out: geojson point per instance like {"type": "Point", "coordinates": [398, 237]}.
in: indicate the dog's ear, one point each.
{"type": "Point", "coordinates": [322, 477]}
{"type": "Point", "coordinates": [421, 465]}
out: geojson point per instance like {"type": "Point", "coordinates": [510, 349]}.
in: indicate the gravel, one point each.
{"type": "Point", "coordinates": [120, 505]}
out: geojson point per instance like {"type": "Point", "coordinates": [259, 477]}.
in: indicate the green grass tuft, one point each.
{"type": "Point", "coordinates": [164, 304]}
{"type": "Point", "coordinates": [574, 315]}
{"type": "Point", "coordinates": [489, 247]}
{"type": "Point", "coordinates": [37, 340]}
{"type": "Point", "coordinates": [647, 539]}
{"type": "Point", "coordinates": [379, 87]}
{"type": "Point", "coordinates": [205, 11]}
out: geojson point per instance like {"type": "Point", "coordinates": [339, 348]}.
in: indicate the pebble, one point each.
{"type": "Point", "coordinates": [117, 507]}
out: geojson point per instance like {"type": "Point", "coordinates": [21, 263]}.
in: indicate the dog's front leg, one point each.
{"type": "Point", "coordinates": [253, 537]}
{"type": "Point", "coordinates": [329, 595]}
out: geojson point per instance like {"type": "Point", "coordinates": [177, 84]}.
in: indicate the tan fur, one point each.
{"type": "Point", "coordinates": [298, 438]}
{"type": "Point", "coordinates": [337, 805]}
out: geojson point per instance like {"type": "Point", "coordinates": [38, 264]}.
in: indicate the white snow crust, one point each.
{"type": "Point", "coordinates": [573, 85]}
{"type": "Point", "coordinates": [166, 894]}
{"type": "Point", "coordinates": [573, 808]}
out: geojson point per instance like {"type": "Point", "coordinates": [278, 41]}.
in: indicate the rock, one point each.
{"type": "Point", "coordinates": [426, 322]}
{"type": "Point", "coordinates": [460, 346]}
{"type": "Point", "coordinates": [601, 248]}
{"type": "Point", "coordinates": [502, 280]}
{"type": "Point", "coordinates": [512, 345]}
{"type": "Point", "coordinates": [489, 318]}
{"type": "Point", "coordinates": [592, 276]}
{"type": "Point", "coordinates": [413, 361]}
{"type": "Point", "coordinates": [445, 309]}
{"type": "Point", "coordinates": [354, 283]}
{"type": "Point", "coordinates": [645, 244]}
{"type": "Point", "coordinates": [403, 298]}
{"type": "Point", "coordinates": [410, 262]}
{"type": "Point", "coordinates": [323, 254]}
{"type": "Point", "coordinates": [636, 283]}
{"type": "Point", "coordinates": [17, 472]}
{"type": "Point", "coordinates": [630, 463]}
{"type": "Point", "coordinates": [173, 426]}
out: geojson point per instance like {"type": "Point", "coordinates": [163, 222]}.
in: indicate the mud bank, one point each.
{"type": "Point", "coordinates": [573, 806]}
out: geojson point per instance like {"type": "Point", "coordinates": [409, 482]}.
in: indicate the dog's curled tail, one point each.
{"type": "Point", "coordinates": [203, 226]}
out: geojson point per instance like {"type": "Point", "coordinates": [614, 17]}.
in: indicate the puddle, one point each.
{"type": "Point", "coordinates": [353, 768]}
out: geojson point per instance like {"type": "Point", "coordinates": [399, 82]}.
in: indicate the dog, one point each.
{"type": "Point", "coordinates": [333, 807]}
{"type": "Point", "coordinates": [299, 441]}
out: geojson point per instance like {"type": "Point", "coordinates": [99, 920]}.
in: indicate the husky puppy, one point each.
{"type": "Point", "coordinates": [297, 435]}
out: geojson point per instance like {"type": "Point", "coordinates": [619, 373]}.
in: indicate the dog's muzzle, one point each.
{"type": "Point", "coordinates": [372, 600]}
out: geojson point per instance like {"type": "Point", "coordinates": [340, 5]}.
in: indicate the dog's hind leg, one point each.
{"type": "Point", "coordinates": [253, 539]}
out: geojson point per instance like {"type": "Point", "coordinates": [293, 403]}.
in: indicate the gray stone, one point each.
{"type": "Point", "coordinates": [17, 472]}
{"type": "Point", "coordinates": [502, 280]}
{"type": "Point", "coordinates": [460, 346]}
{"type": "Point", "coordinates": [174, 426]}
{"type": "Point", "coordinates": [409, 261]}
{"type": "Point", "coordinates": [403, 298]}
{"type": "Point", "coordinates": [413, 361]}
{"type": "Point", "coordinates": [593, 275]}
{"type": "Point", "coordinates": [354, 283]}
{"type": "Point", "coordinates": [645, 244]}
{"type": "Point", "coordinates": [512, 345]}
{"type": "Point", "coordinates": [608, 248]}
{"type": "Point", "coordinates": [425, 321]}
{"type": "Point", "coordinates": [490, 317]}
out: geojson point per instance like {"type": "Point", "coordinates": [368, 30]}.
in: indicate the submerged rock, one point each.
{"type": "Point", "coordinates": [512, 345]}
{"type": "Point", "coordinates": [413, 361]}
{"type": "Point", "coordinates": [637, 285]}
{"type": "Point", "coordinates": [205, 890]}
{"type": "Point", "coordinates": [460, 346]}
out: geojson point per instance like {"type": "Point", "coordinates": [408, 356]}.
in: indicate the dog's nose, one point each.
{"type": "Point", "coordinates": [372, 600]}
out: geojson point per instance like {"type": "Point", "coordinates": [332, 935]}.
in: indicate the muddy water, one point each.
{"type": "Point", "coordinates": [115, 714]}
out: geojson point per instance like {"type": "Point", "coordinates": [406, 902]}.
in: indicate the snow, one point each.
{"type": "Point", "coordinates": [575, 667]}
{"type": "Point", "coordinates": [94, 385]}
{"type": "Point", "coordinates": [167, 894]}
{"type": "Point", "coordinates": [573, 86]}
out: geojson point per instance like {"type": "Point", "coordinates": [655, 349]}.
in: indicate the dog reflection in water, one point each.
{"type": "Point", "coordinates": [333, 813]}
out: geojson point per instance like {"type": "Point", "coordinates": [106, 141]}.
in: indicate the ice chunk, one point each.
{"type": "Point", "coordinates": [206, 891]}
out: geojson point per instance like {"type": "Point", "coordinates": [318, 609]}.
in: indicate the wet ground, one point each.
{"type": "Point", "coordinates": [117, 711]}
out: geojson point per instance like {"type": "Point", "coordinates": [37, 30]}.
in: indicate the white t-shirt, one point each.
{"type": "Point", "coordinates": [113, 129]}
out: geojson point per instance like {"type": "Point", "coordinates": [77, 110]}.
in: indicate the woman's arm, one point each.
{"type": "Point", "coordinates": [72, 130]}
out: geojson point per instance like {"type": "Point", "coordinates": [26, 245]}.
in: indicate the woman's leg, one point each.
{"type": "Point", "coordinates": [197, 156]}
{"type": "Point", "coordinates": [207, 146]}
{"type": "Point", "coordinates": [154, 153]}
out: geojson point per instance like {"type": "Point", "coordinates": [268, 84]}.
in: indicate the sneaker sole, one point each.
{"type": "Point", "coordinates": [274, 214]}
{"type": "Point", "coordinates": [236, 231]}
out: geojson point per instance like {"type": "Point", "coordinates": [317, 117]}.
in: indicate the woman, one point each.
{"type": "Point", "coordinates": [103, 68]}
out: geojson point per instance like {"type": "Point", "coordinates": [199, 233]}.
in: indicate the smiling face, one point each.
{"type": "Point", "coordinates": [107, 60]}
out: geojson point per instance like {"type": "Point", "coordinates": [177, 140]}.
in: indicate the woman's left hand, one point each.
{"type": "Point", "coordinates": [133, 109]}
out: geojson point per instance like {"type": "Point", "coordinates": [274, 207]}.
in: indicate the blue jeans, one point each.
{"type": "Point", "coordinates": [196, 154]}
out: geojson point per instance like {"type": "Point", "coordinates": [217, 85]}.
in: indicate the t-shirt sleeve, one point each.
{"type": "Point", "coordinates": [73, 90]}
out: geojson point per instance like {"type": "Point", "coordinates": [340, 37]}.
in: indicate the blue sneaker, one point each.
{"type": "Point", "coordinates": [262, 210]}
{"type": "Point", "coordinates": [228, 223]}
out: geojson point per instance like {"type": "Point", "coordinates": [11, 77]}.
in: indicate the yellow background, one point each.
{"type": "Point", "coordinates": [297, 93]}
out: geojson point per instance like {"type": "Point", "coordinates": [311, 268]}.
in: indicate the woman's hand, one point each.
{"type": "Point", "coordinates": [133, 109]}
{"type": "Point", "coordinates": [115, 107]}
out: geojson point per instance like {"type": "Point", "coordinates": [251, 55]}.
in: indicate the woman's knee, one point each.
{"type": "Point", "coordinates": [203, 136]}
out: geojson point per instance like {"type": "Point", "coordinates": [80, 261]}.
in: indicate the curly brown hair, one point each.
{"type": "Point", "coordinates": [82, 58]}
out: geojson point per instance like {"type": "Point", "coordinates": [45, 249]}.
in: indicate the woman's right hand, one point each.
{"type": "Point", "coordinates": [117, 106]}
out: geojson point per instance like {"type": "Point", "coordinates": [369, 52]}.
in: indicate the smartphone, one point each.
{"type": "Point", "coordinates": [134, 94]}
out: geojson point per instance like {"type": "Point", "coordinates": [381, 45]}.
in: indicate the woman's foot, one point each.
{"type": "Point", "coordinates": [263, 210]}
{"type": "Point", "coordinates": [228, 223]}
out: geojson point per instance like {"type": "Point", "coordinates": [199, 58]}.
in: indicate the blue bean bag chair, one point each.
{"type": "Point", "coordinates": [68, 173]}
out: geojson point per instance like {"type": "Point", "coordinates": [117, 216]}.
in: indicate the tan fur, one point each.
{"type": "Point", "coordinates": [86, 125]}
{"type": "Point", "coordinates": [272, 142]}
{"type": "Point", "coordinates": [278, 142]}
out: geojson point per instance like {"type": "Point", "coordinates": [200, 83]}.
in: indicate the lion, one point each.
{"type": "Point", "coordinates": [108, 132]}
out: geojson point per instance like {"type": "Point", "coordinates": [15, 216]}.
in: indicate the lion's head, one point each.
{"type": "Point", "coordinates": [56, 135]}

WRITTEN REQUEST – List every line above that contains the word "rock", matching case exactly.

WRITTEN ANSWER –
in: indicate the rock, one point each.
in: indicate the submerged rock, one point each.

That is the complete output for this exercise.